TRECHO FORNECIDO —
============

Texto de: Tarcísio Paulo Dos Santos Araújo
Conhecido
como “O Mestre do Suspense”, Alfred Hitchcock defendia a ideia de que não há o
elemento do suspense na surpresa, mas sim na antecipação do que pode ou não
acontecer. Presentear o espectador com uma informação enquanto seus personagens
não estão cientes da mesma, cria muito mais tensão do que a surpresa em si.
Rotulá-lo apenas como um mestre na arte de fazer suspense seria muito
superficial, uma vez que sua grande habilidade técnica a favor do visual de seus
filmes favorecia a narrativa e a destacava, muitas vezes com elementos nas
entrelinhas.
O
Próprio Hitchcock considerava o diálogo bem menos importante na narrativa,
acreditando que uma boa história pode ser bem contada com elementos visuais bem
construídos. Desde que as primeiras imagens projetadas pelo cinematógrafo dos
irmãos Lumière foram exibidas, o mundo nunca mais foi o mesmo: nascia o cinema.

============

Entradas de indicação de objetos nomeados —

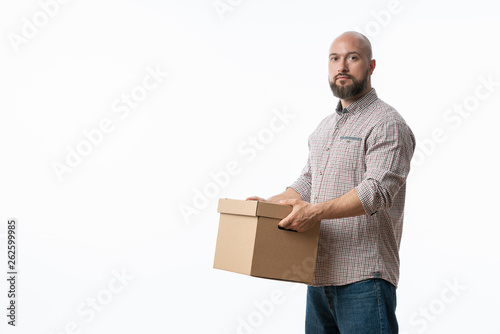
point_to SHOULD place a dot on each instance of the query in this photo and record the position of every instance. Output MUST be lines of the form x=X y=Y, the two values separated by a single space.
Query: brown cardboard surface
x=253 y=208
x=249 y=242
x=235 y=243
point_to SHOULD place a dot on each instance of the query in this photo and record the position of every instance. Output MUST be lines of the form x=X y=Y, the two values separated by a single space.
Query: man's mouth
x=342 y=77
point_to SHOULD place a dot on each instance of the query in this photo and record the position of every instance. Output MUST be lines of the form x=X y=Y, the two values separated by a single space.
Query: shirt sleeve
x=389 y=151
x=303 y=184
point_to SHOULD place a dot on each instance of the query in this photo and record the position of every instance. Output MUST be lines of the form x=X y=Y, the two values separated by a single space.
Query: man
x=354 y=186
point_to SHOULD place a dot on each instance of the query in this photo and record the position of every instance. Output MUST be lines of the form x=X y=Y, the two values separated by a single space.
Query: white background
x=229 y=68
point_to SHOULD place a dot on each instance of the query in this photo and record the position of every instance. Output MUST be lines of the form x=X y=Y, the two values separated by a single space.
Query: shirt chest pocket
x=347 y=154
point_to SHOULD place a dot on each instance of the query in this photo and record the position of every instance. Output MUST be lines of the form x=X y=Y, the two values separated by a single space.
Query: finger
x=285 y=222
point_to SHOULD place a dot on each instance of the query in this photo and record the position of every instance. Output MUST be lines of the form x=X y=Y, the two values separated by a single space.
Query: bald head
x=350 y=66
x=357 y=39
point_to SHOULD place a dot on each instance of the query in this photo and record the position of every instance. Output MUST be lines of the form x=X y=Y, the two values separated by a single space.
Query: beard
x=345 y=91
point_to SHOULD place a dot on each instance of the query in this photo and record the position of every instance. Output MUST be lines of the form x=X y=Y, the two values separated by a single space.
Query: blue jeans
x=365 y=307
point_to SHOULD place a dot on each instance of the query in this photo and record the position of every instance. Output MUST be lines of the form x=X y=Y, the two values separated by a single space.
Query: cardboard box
x=249 y=242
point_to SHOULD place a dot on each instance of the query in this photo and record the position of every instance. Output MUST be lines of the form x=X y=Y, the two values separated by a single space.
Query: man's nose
x=342 y=67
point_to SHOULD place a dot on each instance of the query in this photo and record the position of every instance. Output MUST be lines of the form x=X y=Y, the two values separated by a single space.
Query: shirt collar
x=357 y=105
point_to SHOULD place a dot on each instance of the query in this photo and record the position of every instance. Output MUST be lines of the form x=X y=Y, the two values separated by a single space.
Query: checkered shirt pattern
x=367 y=146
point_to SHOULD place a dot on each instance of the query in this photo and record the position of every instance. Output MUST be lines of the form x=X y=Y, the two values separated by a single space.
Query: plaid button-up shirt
x=366 y=146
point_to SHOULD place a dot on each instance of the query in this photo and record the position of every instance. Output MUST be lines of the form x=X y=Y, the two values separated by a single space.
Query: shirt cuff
x=303 y=188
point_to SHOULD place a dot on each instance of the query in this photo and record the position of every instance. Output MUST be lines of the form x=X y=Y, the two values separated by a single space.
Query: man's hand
x=304 y=215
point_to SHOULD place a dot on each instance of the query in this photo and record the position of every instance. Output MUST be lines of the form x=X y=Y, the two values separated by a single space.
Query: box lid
x=253 y=208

============

Dê continuidade ao trecho sobre Alfred Hitchcock, redigindo a parte seguinte a partir da última frase apresentada.

RESPOSTA DA TAREFA —
A experiência adquirida por Hitchcock no cinema mudo tem forte influência na
sua linguagem, caracterizando assim seu estilo fortemente visual.
Após
ler uma revista corporativa, Hitchcock soube que a empresa Famous Players-Lasky
abriria uma filial em seu país e lá iniciaria a construção de estúdios e um
programa de produções. Quando começou a trabalhar na indústria cinematográfica,
Hitchcock escrevia e desenhava intertítulos para filmes em uma época em que o
cinema ainda era algo muito recente. Cinéfilo muito antes de seu primeiro
emprego, ele já acompanhava as pré-estreias dos filmes de Chaplin e Griffith
(sua grande influência), além de ler publicações profissionais sobre cinema.
Conforme as oportunidades foram surgindo, Hitchcock foi crescendo na indústria
cinematográfica e com isso surgiram os primeiros filmes dos quais assumiu a
direção. Mas foi em “O Inquilino” (seu terceiro filme) que o diretor nos mostra
uma forte característica do seu estilo: o apuro visual.
Uma
vez em que no cinema mudo o visual era o elemento chave na arte de contar
histórias e encantar plateias do mundo todo, Hitchcock mostrou que tinha
talento e sabia dominar esse cinema essencialmente feito apenas de imagens.
Esse apuro fortemente visual, continuou acompanhando o cineasta mesmo quando o
cinema falado se fez presente.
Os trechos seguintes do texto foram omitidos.